Assignment 1:
From the report on Izyum, extract the part that opens with the words containing "The hospital morgue" and closes with "battered so badly.", copying it word for word.
Assignment 2:
List every person the report on Izyum identifies by name.

The child’s birth was aided by Yuriy Kuznetsov, who was for almost two months the only doctor working in Izyum, as he battled to save lives in a hospital wrecked by air strikes.

This selfless trauma surgeon worked tirelessly for weeks on end in a makeshift operating theatre created in the cold, dingy and poorly lit hospital basement, patching up bodies left horrifically injured by bombs, bullets, mines and shrapnel.

‘The most difficult casualties were the chest wounds with collapsed lungs, heavy bleeding, extreme shock from pain, and trying to stabilise shredded limbs,’ he said. ‘We did not have an anaesthetist so many things were not possible.’

One day this doctor had to deal with 17 injured people arriving in three hours. Early in the war, many patients were injured by cluster bombs. In recent weeks, butterfly mines led to amputations — and his own home was hit in the fight to free the town.

Little wonder that his face looks etched with fatigue. Kuznetsov, 55, said he found it hardest when he could not save patients — especially those he knew in this close-knit town. ‘Any death is horrible but it is especially painful if you know the person.’

He recalled one friend who carried in his wife pleading for help. ‘He was screaming for me to save her. She had a direct hit on her heart but she was beyond medical help. In a state of shock he’d brought in her body when she was already dead.’

The hospital morgue overflowed with corpses, the stench of death intensifying due to the lack of electricity and the coroner’s execution by the Russians — although the hospital director said forensic teams were now sorting out these grotesque scenes.

Most people staying in Izyum are elderly. Many rely on meals cooked by volunteers. One social worker said some residents were left so traumatised that they hoard donations of food and clothes.

‘I went to my neighbour’s apartment and could not enter because of all the supplies stacked inside. People have not been to the shops for nine months and are scared so they’re panicking a bit,’ she said.

Yevhen Horbenko, a teacher who gave me a sofa in his flat for the night, told me of listening to Ukrainian radio under occupation and hearing that his town had suffered worse destruction than Mariupol, the port that was besieged and battered so badly.

He lost more than a stone during the fighting and occupation. His son was hit in the arm by three shards of shrapnel. Yet Yevhen would risk his life to run to the top of a hill to find a phone signal to call his wife, stranded on the other side of the front line.

He told me he knew liberation had come when he woke up to silence rather than missile sounds. Their flat escaped comparatively lightly: a few broken windows, two blown-out doors and a hole in the apartment block’s roof, patched up by residents.

‘I was in a state of shock when I came back here,’ said his wife Natalia, 63. ‘When I saw my husband, I just stood staring at him for 20 minutes. Then when he took me around the city, I struggled to take in the terrible new reality.’

City officials are assessing the damage, reconnecting gas and hoping to restore heating to almost one-third of the 198 city centre apartment blocks before winter. The Red Cross is also handing out blankets and heaters.

But there are disquieting hints of tension. I heard anger against officials who fled the city, bitterness over failures to deliver assistance, concern over the lack of jobs and — perhaps most corrosively — deep fury over claims of collaboration.

One rape victim told me she had been accused of sleeping with the enemy. Another woman said her husband was forced to work for the occupiers but was now held for collaboration. A sweet-natured man who sheltered scores of people in his basement was suddenly accused of collaboration in the street by a prominent city official.

Yet for all the suffering and trauma, only 12 people have accepted evacuation. Most residents seem to feel pride or communal relief in survival, fused with fierce determination to get through the travails of winter and rebuild their broken town.

‘I hope the city can be rebuilt,’ said Lisa after looking at the distressing scene of her friend’s death. ‘No matter the condition of their apartments, people cover up their windows and say they can survive. They say: this is our hometown, our motherland, we are not going anywhere and we want to rebuild it. This inspires me so much.’

Entries shown:
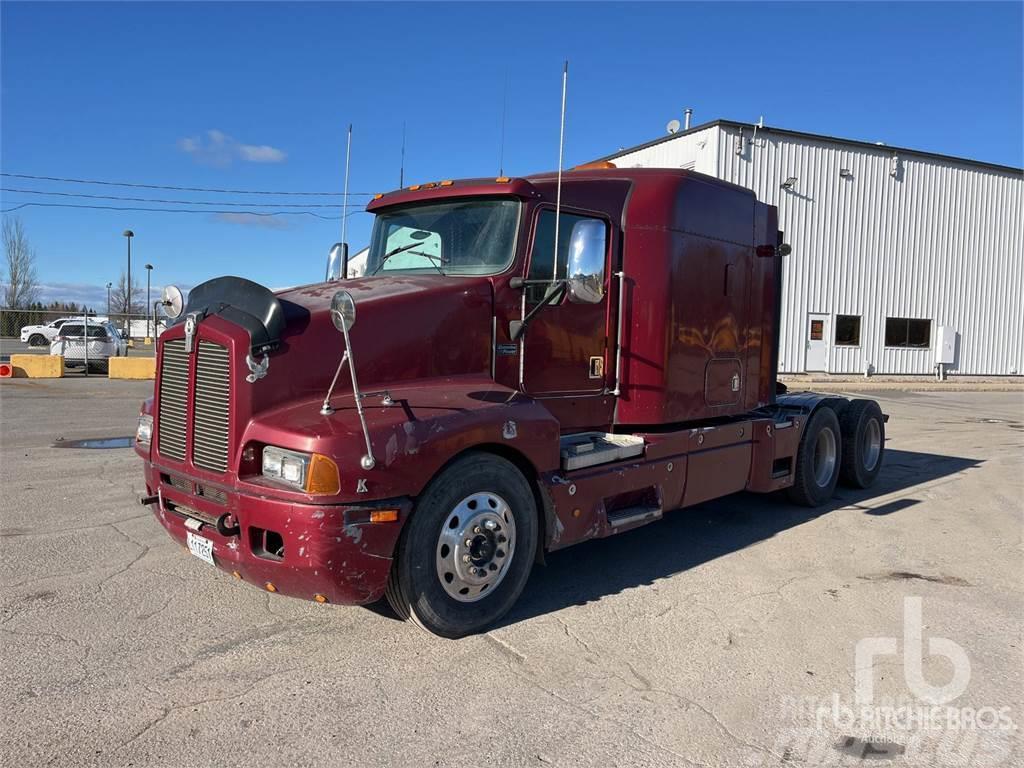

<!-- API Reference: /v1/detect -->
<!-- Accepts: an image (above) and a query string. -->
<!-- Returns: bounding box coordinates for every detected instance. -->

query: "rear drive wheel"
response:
[839,400,886,488]
[786,406,842,507]
[385,454,538,638]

Task solution 1:
The hospital morgue overflowed with corpses, the stench of death intensifying due to the lack of electricity and the coroner’s execution by the Russians — although the hospital director said forensic teams were now sorting out these grotesque scenes.

Most people staying in Izyum are elderly. Many rely on meals cooked by volunteers. One social worker said some residents were left so traumatised that they hoard donations of food and clothes.

‘I went to my neighbour’s apartment and could not enter because of all the supplies stacked inside. People have not been to the shops for nine months and are scared so they’re panicking a bit,’ she said.

Yevhen Horbenko, a teacher who gave me a sofa in his flat for the night, told me of listening to Ukrainian radio under occupation and hearing that his town had suffered worse destruction than Mariupol, the port that was besieged and battered so badly.

Task solution 2:
Yuriy Kuznetsov
Yevhen Horbenko
Natalia
Lisa